Source text:
________________________________________

Alyson Williams (born May 11, 1962) is an R&B singer who had a string of hit singles in the late 1980s and early 1990s. Some notable tracks include "Just Call My Name", "Sleep Talk", "My Love Is So Raw" and "I Need Your Lovin".

Career
The daughter of bandleader / trumpeter Bobby Booker, she began her career by singing background vocals for various artists including, Curtis Hairston, Melba Moore ("Love's Coming at Ya"), B. B. & Q. Band, Cashflow, Unlimited Touch, Bobby Brown and Barbara Mitchell before joining the group High Fashion, which also featured Meli'sa Morgan. After they disbanded, Alyson sang with the group the Affair before moving onto a solo career.

Her first single, "Yes We Can Can", was first released on Profile Records in 1986; a release on the Def Jam label followed in 1987. At the label, she established herself as an in demand vocalist, duetting with many of her label mates including Chuck Stanley ("Make You Mine Tonight") and Oran "Juice" Jones ("How to Love Again").

________________________________________

Problems to work on:
(1) How would you render this sentence from the Alyson Williams biography in Spanish: "After they disbanded, Alyson sang with the group the Affair before moving onto a solo career."?
(2) Can you pick up the Alyson Williams biography after its final sentence and carry it forward?

Data listing:
________________________________________

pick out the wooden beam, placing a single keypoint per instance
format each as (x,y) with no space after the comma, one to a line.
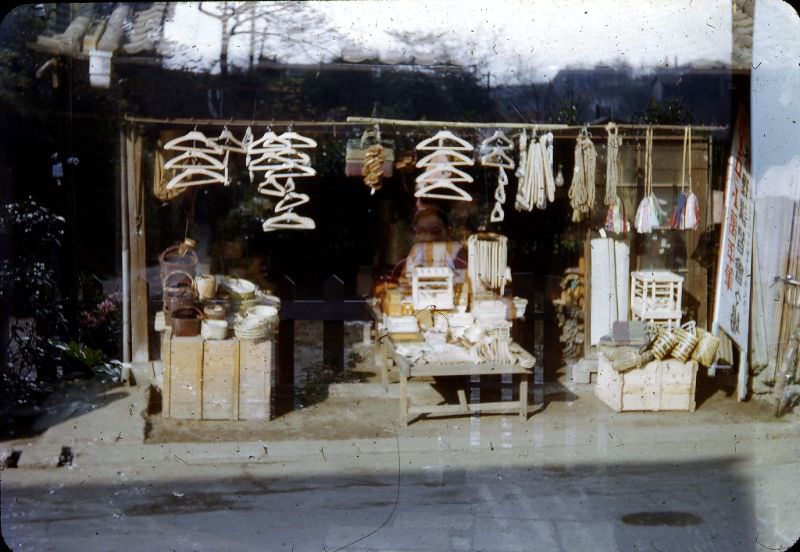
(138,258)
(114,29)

________________________________________

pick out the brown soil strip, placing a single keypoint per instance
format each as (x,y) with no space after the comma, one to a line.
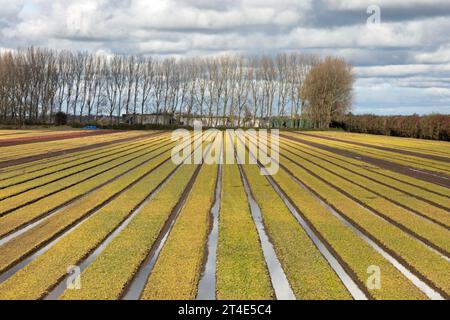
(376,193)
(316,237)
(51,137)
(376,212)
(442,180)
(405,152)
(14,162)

________________________________________

Set of answers:
(1) Después de que se separaron, Alyson cantó con el grupo the Affair antes de pasar a una carrera en solitario.

(2)
Her first album release and the first R&B female singer signed to Def Jam, she released the album Raw in 1989. The album produced the singles "My Love Is So Raw", featuring rapper Nikki D, and "Sleep Talk". In addition, the single "Just Call My Name" was a hit on the Billboard R&B charts reaching number #4. The song, picked up by many "Quiet storm" formats, is now considered a cult classic and continues to receive airplay. The album also included a duet with the Blue Magic vocalist Ted Mills on "We're Gonna Make It". Her single "I Need Your Lovin'" was also a #8 success in the UK, as well as another R&B hit for her.

Alyson also recorded with Tashan on the track "Do You Wanna Know", taken from his On the Horizon outing, later touring with him in the United Kingdom. In 1991, Alyson recorded "She's Not Your Fool" for the soundtrack to the movie Livin' Large. The track also appeared on her 1991 self-titled album.

Alyson also ventured into acting. In 1986, she portrayed her friend Phyllis Hyman in a musical play called "Thank God, The Beat Goes On", joining the Whispers to tell the story of Hyman's career. She also played the role of Marvin Gaye's mother, Alberta, in a play called "My Brother, Marvin" that was produced by Marvin's sister, Zeola.

Discography

Studio albums

Extended plays
Cooked: The Remix Album (1990, Def Jam)

Singles

References

External links
 Alyson Williams on Soul Tracks
 Discography at Discogs.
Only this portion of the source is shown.